§ WHAT IS EXPECTED:
Starting at the first line of the listing below, repeat each line exactly until the line containing "[[418, 208], [141, 20], [298, 348]]", which you include. Leave out pictures.

§ DATA PROVIDED:
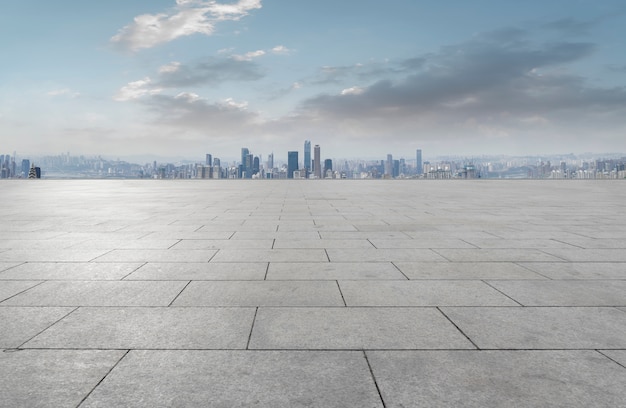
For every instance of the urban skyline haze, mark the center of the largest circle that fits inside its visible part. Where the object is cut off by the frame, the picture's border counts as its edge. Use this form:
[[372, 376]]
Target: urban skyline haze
[[178, 78]]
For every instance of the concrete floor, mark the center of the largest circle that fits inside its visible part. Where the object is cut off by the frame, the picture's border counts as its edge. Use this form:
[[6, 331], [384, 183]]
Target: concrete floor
[[233, 293]]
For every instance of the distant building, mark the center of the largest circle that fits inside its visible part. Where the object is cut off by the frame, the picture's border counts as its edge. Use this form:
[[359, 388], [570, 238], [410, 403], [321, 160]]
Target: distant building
[[318, 163], [292, 163]]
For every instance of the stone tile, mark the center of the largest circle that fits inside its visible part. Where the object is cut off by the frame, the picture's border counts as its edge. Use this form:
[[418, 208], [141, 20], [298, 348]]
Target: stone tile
[[542, 327], [272, 379], [70, 271], [497, 255], [155, 255], [20, 324], [47, 378], [419, 243], [149, 328], [498, 379], [200, 271], [322, 243], [380, 255], [354, 328], [50, 255], [465, 270], [260, 293], [332, 271], [618, 356], [588, 255], [224, 244], [421, 293], [12, 288], [99, 293], [270, 255], [565, 293], [579, 270]]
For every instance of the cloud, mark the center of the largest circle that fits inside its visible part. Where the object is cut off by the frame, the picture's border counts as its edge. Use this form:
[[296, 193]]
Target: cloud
[[187, 18]]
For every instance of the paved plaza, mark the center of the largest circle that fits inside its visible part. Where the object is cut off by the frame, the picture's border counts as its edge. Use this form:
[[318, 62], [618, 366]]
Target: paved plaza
[[313, 293]]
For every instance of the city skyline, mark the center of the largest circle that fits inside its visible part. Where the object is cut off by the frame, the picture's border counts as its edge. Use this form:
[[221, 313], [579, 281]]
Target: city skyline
[[179, 78]]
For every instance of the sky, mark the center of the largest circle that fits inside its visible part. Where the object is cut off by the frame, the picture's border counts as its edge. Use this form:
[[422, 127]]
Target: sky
[[182, 78]]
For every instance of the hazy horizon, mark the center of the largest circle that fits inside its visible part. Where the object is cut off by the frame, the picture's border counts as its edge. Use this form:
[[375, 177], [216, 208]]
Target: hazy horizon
[[181, 78]]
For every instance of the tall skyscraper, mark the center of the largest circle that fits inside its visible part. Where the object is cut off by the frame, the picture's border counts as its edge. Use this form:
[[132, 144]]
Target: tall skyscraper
[[307, 155], [418, 162], [292, 163], [318, 163]]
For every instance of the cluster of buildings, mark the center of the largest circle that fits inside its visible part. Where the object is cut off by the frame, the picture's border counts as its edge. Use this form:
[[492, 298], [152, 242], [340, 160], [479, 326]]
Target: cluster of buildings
[[310, 165]]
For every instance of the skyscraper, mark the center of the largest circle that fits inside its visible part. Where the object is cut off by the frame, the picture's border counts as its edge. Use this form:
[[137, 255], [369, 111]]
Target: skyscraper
[[292, 163], [418, 162], [318, 163], [307, 155]]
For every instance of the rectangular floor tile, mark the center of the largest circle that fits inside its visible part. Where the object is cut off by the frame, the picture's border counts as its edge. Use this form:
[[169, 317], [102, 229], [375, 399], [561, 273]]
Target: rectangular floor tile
[[354, 328], [149, 328], [260, 293], [579, 270], [270, 255], [542, 327], [565, 292], [199, 271], [272, 379], [99, 293], [421, 293], [465, 270], [332, 271], [498, 379], [70, 271], [52, 378], [19, 324]]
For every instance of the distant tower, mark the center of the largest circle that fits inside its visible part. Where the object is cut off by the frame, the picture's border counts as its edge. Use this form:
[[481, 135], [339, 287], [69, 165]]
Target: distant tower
[[292, 163], [307, 155], [318, 162], [418, 162]]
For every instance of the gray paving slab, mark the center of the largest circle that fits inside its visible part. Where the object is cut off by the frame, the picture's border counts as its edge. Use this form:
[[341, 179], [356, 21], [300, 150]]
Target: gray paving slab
[[354, 328], [498, 379], [238, 379], [579, 270], [20, 324], [332, 271], [70, 271], [565, 292], [589, 255], [149, 328], [619, 356], [466, 270], [46, 378], [260, 293], [199, 271], [155, 255], [270, 255], [422, 293], [378, 255], [498, 255], [224, 244], [49, 255], [542, 327], [323, 243], [98, 293], [12, 288]]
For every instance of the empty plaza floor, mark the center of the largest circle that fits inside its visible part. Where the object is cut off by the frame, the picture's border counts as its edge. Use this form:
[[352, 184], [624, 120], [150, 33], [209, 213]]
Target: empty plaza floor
[[313, 293]]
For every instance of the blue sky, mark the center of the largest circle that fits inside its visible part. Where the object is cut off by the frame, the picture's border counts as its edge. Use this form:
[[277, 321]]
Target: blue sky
[[181, 78]]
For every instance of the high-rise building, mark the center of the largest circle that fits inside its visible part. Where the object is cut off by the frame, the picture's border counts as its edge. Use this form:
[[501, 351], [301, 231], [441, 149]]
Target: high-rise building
[[318, 163], [292, 163], [307, 155], [418, 162]]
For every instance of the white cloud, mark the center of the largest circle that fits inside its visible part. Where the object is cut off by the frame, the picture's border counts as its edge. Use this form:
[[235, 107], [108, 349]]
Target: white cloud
[[136, 89], [189, 17]]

§ RESPONSE TO THE TASK:
For every instance of the urban skyline haze, mark the center of the largest circle that fits inside its visible part. Where the object is cut off by the frame, the picture's border counts as its edge. Use this form:
[[372, 376]]
Target: urban skyline haze
[[178, 78]]
For every instance of the concrete floor, mark the center of the largest circle that fits inside its visible part. Where the object is cut off by the frame, the picture's border counts as its edge. Use this form:
[[6, 331], [384, 183]]
Target: concrete floor
[[233, 293]]
For every instance of the distant building, mark the center of the largest circle that fits inside its visible part. Where the object is cut off by the frame, the picture's border counts as its edge. Use this form:
[[359, 388], [570, 238], [410, 403], [321, 160]]
Target: distant building
[[318, 163], [292, 163]]
For every instance of the stone tile, mark the center of the largest circle that fits inside its visible part. Where the object is cut off by the frame, the picture's border counts as its edge. Use this form:
[[418, 208], [141, 20], [298, 348]]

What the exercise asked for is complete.